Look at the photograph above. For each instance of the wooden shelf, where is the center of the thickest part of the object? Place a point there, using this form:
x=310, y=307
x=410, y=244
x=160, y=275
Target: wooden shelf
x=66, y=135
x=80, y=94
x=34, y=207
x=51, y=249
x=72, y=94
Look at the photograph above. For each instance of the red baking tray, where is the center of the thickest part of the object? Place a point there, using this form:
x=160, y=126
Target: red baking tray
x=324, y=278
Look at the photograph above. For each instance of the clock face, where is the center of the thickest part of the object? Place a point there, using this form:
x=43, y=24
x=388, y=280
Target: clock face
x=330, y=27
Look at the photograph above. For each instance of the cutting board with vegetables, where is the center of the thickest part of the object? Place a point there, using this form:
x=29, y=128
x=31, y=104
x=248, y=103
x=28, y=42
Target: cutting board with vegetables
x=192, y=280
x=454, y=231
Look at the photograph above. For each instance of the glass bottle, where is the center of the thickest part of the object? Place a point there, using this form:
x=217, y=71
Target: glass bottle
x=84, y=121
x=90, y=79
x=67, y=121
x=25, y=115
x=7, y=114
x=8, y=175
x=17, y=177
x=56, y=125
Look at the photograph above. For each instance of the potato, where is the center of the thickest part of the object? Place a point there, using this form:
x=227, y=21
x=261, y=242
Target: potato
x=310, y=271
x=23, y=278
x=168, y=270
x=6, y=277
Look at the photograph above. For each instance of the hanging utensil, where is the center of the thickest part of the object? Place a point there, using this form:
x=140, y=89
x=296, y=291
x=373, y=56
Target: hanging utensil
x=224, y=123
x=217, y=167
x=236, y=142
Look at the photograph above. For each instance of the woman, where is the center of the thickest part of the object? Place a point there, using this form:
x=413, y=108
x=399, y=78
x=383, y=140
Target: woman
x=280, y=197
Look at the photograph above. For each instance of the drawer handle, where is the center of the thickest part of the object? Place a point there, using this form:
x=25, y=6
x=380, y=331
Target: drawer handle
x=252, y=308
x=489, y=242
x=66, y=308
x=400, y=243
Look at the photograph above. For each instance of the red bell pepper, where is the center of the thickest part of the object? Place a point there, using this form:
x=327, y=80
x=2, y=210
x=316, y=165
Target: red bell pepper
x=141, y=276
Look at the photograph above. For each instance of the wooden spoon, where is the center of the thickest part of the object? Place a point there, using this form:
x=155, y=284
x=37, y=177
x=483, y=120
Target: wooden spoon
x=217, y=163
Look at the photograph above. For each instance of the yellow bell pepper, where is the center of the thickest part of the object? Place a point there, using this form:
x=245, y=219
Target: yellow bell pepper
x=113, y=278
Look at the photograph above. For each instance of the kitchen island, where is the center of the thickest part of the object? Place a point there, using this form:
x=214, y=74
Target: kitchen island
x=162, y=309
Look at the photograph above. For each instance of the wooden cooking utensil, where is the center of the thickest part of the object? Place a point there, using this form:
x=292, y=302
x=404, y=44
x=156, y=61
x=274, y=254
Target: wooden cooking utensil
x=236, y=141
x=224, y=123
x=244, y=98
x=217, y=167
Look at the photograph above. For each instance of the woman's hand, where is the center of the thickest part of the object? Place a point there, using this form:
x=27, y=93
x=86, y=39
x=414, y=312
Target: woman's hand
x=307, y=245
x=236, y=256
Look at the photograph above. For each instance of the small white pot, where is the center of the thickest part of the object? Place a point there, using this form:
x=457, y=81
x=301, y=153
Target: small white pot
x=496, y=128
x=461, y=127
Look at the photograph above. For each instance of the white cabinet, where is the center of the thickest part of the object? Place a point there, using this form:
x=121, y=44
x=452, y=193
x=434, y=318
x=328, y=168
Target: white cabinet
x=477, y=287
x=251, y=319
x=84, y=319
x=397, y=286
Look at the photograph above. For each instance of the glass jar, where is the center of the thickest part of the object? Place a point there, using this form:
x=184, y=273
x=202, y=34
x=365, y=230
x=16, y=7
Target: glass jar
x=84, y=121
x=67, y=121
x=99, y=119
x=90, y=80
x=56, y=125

### What you will do
Copy every one of the entries above word for word, keeping each line unchanged and in its original order.

### Completed task
Look at the photograph above. For each instance of the wooden shelf, where is the center of the thickest part of the object? Place a point there, using this form:
x=310, y=307
x=410, y=244
x=160, y=275
Target: wooden shelf
x=66, y=135
x=80, y=94
x=34, y=207
x=51, y=249
x=72, y=94
Look at the photograph above. For each instance of the red baking tray, where is the center of the thickest part of the object? Place a point there, using this form:
x=160, y=126
Target: red baking tray
x=324, y=278
Look at the photograph above. For each instance of the clock face, where is the center of the thickest part of the object? Place a point there, using this form:
x=43, y=24
x=388, y=280
Target: clock face
x=330, y=27
Look at the photograph above. For each instance of the cutting board with vegetables, where is the center of the thickest part of the object? Place a point there, using this form:
x=29, y=128
x=31, y=104
x=248, y=103
x=28, y=42
Target: cutting board with vegetables
x=192, y=280
x=454, y=231
Look at the photograph above. For each instance of the glass bottle, where is the center of the thickest part of the object? Place a point there, using this form:
x=217, y=71
Target: glass bottle
x=84, y=121
x=90, y=79
x=67, y=121
x=25, y=115
x=7, y=114
x=8, y=175
x=17, y=177
x=56, y=125
Look at the photograph above. For each instance of the potato, where is the center of the thickest part of the object? Place a point there, using this form:
x=227, y=21
x=261, y=242
Target: potato
x=310, y=271
x=23, y=278
x=168, y=270
x=6, y=277
Look at the photograph above. For each instance of the hanging utensil, where is the center of the thickest part of the object? Place a point there, using this form:
x=140, y=89
x=296, y=291
x=373, y=56
Target: hanging utensil
x=224, y=123
x=217, y=167
x=236, y=142
Look at the photograph above. For each instance of the woman, where is the center of the thickest part of the object? Place a point there, using this form:
x=413, y=108
x=399, y=78
x=383, y=140
Target: woman
x=280, y=197
Look at the photograph above. For each instance of the drawer handle, where is the center of the thickest part of the object? Place a point there, using this form:
x=25, y=6
x=380, y=331
Target: drawer handle
x=252, y=308
x=489, y=242
x=66, y=308
x=400, y=243
Look at the photograph above. For each instance of the red bell pepper, where is the center of the thickest part of the object? Place a point there, using this form:
x=327, y=80
x=2, y=210
x=316, y=165
Target: red bell pepper
x=141, y=276
Look at the photograph above. For each instance of the wooden spoon, where is the center of the thickest part of the object? Place a point there, using this form:
x=155, y=284
x=37, y=177
x=483, y=120
Target: wooden spoon
x=217, y=163
Look at the photograph above. For each instance of the yellow bell pepper, where is the center of the thickest part of the object? Place a point there, using this form:
x=245, y=219
Target: yellow bell pepper
x=113, y=278
Look at the photograph above. For each instance of the kitchen island, where is the center of the thickest part of the object? Place a point there, using this form:
x=214, y=74
Target: kitchen island
x=162, y=309
Look at the photograph above. For each instance of the wooden cooking utensil, where is the center of the thickest part of the object? Place a point there, using this form:
x=292, y=302
x=404, y=44
x=156, y=61
x=274, y=254
Target: wooden cooking utensil
x=236, y=141
x=224, y=123
x=244, y=98
x=217, y=167
Look at the photograph above. For each instance of the woman's hand, where is the center of the thickest part of the object? Place a point there, using this form:
x=27, y=93
x=86, y=39
x=414, y=312
Target: woman's hand
x=307, y=245
x=236, y=256
Look at the photograph above. For each instance of the small white pot, where is the center of the thickest part of the object? Place a point there, using this form:
x=457, y=81
x=301, y=153
Target: small white pot
x=496, y=128
x=461, y=127
Look at the photograph above. For each instance of the white cabinet, where is the center of the thickest part of the object? Place a point there, using this form:
x=121, y=44
x=452, y=193
x=434, y=318
x=328, y=168
Target: white cabinet
x=477, y=287
x=251, y=319
x=84, y=319
x=397, y=286
Look at the photograph above. For each instance of the glass jar, where is the center of the thickest part of the object? Place a point there, using this form:
x=184, y=273
x=202, y=34
x=365, y=230
x=16, y=7
Target: glass jar
x=84, y=121
x=67, y=121
x=99, y=119
x=90, y=80
x=56, y=125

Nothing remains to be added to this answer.